>> begin Record set

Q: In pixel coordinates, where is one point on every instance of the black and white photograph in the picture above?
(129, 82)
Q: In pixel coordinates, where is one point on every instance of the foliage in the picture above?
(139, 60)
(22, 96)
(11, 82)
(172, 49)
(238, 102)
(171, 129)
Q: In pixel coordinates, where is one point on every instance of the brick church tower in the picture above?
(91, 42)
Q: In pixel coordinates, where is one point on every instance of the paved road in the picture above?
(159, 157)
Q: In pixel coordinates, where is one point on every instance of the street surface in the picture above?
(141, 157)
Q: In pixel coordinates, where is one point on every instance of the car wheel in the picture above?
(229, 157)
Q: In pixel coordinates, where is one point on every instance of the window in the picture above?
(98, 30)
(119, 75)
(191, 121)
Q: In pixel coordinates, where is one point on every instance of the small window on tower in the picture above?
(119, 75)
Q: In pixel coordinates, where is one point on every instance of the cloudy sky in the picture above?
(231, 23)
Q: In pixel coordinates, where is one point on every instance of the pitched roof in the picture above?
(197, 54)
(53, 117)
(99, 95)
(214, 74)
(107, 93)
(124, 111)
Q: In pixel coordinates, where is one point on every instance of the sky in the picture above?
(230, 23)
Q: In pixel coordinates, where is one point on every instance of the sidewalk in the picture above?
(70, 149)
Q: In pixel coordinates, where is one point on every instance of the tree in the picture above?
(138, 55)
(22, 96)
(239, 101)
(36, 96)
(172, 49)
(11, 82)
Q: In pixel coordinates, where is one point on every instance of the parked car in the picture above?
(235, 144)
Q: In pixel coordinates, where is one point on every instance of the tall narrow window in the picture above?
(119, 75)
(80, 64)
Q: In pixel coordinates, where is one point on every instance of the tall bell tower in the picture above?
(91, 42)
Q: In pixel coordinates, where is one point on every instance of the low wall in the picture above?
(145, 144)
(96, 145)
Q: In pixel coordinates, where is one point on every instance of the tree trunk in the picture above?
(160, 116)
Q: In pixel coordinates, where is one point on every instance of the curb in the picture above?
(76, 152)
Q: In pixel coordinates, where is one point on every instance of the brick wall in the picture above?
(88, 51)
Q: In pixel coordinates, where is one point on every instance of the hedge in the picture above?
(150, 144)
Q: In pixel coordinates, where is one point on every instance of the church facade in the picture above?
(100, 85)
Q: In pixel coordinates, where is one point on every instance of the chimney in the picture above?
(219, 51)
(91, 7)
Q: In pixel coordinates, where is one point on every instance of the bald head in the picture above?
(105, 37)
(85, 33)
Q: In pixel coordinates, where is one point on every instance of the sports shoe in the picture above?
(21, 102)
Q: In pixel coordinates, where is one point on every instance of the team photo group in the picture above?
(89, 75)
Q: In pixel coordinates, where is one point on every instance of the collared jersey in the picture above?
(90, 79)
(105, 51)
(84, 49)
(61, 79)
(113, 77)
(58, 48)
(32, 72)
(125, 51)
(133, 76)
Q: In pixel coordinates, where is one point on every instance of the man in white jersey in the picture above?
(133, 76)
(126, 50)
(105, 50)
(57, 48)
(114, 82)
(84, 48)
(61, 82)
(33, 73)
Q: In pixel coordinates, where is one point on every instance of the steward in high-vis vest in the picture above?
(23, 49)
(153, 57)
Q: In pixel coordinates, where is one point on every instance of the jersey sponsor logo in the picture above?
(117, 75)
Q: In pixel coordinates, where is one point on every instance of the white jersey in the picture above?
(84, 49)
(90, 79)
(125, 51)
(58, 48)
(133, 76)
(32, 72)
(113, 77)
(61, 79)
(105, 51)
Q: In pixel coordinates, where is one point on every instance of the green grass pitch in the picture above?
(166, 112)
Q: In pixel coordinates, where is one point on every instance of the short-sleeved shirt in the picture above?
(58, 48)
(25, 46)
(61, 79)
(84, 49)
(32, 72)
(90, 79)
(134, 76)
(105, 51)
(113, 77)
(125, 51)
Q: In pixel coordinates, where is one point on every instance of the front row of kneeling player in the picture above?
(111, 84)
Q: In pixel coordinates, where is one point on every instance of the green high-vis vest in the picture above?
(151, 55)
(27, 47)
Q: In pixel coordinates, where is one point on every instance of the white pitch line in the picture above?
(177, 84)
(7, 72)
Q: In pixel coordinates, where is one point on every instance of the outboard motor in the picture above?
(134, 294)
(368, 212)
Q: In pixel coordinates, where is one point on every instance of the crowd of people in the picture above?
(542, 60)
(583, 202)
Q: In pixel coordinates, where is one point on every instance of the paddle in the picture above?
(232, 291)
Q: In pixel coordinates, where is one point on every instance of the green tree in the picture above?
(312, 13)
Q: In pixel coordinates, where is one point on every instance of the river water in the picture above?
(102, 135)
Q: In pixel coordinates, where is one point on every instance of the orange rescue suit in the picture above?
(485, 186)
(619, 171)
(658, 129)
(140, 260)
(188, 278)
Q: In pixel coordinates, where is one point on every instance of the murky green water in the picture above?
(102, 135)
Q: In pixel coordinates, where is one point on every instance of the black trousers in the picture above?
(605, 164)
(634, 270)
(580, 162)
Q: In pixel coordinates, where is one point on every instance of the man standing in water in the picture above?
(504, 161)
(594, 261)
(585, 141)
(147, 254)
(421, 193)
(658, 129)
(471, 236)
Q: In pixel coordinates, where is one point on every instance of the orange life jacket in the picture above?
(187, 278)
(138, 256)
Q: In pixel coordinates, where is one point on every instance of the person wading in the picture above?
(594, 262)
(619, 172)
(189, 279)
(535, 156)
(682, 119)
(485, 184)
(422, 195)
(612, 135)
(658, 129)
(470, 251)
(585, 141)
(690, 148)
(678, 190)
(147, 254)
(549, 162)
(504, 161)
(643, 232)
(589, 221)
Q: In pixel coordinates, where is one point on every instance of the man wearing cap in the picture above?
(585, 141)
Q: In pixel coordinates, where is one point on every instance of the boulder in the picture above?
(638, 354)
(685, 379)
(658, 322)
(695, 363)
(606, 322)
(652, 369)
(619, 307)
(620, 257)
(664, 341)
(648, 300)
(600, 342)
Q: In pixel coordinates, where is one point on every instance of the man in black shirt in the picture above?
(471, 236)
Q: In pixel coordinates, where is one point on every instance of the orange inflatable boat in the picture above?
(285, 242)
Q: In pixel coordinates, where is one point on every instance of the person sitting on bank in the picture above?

>> end Record set

Given problem:
Reproduce all the records precisely.

Answer to the exercise:
Q: In pixel coordinates, where is one point on every instance of the black and white photograph in the picture above?
(129, 82)
Q: In pixel coordinates, where is one point on every instance of the foliage in the picture above?
(139, 60)
(22, 96)
(11, 82)
(172, 49)
(238, 102)
(171, 129)
Q: In pixel coordinates, where is one point on every instance of the brick church tower in the picture above?
(91, 42)
Q: In pixel coordinates, where is one point on every instance of the paved road in the picture above?
(159, 157)
Q: In pixel coordinates, where is one point on every instance of the street surface in the picture above?
(141, 157)
Q: In pixel coordinates, where is one point on every instance of the car wheel in the picture above?
(229, 157)
Q: In pixel coordinates, where is one point on every instance of the window in the picture above?
(98, 30)
(119, 75)
(191, 121)
Q: In pixel coordinates, where is one point on every instance of the small window on tower in the picture above?
(119, 75)
Q: In pixel coordinates, where is one point on every instance of the cloudy sky in the picture above?
(231, 23)
Q: In pixel coordinates, where is one point on every instance of the pitched roof in the picture above?
(197, 54)
(53, 117)
(99, 95)
(214, 74)
(107, 93)
(124, 111)
Q: In pixel coordinates, where is one point on every instance of the sky in the picture above?
(230, 23)
Q: In pixel coordinates, where is one point on every instance of the sidewalk in the picture above?
(70, 149)
Q: In pixel coordinates, where is one point on every instance of the tree in the picture above?
(138, 55)
(22, 96)
(239, 101)
(36, 96)
(172, 49)
(11, 82)
Q: In pixel coordinates, where is one point on every instance of the parked car in the picture above?
(235, 144)
Q: In pixel coordinates, where is one point on every instance of the tall narrow window in the picture above?
(119, 75)
(80, 64)
Q: In pixel coordinates, where is one point on every instance of the tall bell tower in the picture above?
(91, 42)
Q: In pixel coordinates, where is one point on every instance of the low wall in the picture above?
(145, 144)
(96, 145)
Q: In pixel coordinates, where is one point on every instance of the tree trunk in the picture above?
(160, 116)
Q: In pixel coordinates, where is one point on every instance of the curb in the picture above?
(76, 152)
Q: In pixel coordinates, where is one point on every instance of the brick wall in the picture above?
(88, 51)
Q: In pixel coordinates, where is one point on every instance of the hedge in the picture above?
(150, 144)
Q: In pixel coordinates, where is one point on every instance of the church facade in the picture above?
(100, 85)
Q: In pixel coordinates, where is one point on every instance of the chimney in the picture above?
(219, 51)
(91, 7)
Q: In pixel coordinates, where is one point on every instance of the bald head in the picture above?
(105, 37)
(85, 33)
Q: In pixel coordinates, where is one point on every instance of the sports shoe in the picture above?
(21, 102)
Q: In pixel coordinates, where is one point on every instance of the team photo group in the picture above?
(89, 75)
Q: In pixel coordinates, where is one point on every instance of the collared jersey in the picture above?
(90, 79)
(105, 51)
(84, 49)
(61, 79)
(113, 77)
(58, 48)
(32, 72)
(125, 51)
(133, 76)
Q: In pixel coordinates, where is one point on every instance of the man in white jersey in the picture above?
(133, 76)
(126, 50)
(105, 50)
(57, 48)
(114, 82)
(84, 48)
(61, 82)
(33, 73)
Q: In pixel coordinates, where is one point on every instance of the steward in high-vis vest in the picture above?
(23, 49)
(153, 57)
Q: In pixel coordinates, where is one point on every instance of the jersey sponsor logo in the picture above?
(117, 75)
Q: In pixel coordinates, where is one point on every instance of the white jersey in the picture above?
(84, 49)
(90, 79)
(125, 51)
(58, 48)
(133, 76)
(32, 72)
(113, 77)
(61, 79)
(105, 51)
Q: In pixel coordinates, where is one point on every instance of the green grass pitch in the picture above?
(166, 112)
Q: In pixel coordinates, where is one point on every instance of the short-sleeved shirt in the picture above?
(58, 48)
(25, 46)
(61, 79)
(84, 49)
(32, 72)
(90, 79)
(134, 76)
(105, 51)
(113, 77)
(125, 51)
Q: In pixel coordinates, where is one point on every instance of the front row of kneeling player in the picture above?
(111, 84)
Q: In pixel coordinates, where is one point on every instance of the green high-vis vest in the picture above?
(151, 55)
(27, 47)
Q: In pixel coordinates, where is one point on every instance of the white pitch line in the picture above?
(177, 84)
(7, 72)
Q: In pixel coordinates, where is one point on every instance of the outboard motor in the picture above?
(134, 294)
(368, 212)
Q: In pixel coordinates, where is one point on every instance of the crowd of people in the picture above?
(542, 60)
(583, 202)
Q: In pixel coordinates, where is one point on every instance of the paddle in the picture above?
(232, 291)
Q: In pixel coordinates, where is one point on every instance of the green tree in the picture above?
(312, 13)
Q: In pixel coordinates, where is one point on every instance of the river water in the picture above?
(102, 135)
Q: In pixel coordinates, where is one point on every instance of the orange rescue suit in the picture above?
(485, 186)
(619, 171)
(658, 129)
(140, 260)
(188, 278)
Q: In pixel coordinates, where is one point on every instance of the murky green water in the picture above?
(102, 135)
Q: In pixel coordinates, where is one point on every instance of the black trousers in the picture above?
(605, 164)
(634, 270)
(580, 162)
Q: In pixel coordinates, where is one point on every instance of the man standing in water in the picture above?
(504, 161)
(594, 261)
(585, 141)
(147, 254)
(421, 193)
(658, 129)
(471, 236)
Q: In pixel coordinates, where is one point on every instance of the orange life jacket in the picture above?
(187, 278)
(138, 256)
Q: In pixel coordinates, where is one point on every instance of the person wading in the picture above?
(594, 262)
(619, 172)
(189, 279)
(535, 156)
(682, 119)
(485, 184)
(422, 195)
(612, 135)
(658, 129)
(470, 251)
(585, 141)
(690, 148)
(678, 190)
(147, 254)
(549, 162)
(504, 161)
(643, 232)
(589, 221)
Q: In pixel coordinates, where is one point on every instance of the man wearing cap in the picture above?
(585, 141)
Q: In pixel coordinates, where is one point on every instance of the boulder in the picture above?
(638, 354)
(685, 379)
(658, 322)
(695, 363)
(606, 322)
(652, 369)
(619, 307)
(620, 257)
(664, 341)
(648, 300)
(600, 342)
Q: In pixel coordinates, where is one point on every instance of the man in black shirt in the picture above?
(471, 236)
Q: In pixel coordinates, where is one point on every instance of the orange inflatable boat in the picture above?
(285, 242)
Q: In pixel coordinates, where is one point on every instance of the person sitting on bank in the picture above?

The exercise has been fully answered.